Page excerpt:
┌────────
New medication offers new hope for survival 'This is my lifeline,' says patient with rare disease

February 01, 1996|By Jonathan Bor | Jonathan Bor,SUN STAFF

A new drug that must be continually infused by a portable pump offers hope to people suffering from a life-threatening disease marked by high blood pressure in the lungs, doctors said yesterday.

The drug, Prostacyclin, is a synthetic version of a natural substance that is produced by the linings of blood vessels. Yesterday, doctors declared that it brought significant improvement to three-quarters of the patients who tried it in a three-month study.

"For the first time in this disease, a drug has been shown to improve not only exercise tolerance and quality of life, but also survival," said Dr. Lewis J. Rubin, head of pulmonary medicine at the University of Maryland Medical Center and one of the study's chief investigators.

The disease, primary pulmonary hypertension, is marked by an abnormally high resistance to blood flow in the arteries supplying the lungs. This makes it hard for the heart to pump blood into the adjacent organ, causing the heart to enlarge and weaken.

The patient becomes short of breath, has difficulty walking and -- in most cases -- dies of heart failure. Roughly a quarter of all patients respond to conventional drugs that dilate the vessels. Some can benefit from lung transplants, but patients often die waiting for organs.
└────────
What the exercise asks: Condense the paragraph of the news article that begins "The drug, Prostacyclin," into a single shorter sentence that keeps its main facts.

Data listing:
┌────────
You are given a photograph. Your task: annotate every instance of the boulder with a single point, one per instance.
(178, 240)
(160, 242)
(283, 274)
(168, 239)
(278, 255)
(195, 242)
└────────
Your solution: Prostacyclin, a synthetic form of a natural substance made by blood-vessel linings, significantly improved three-quarters of patients in a three-month study, doctors declared yesterday.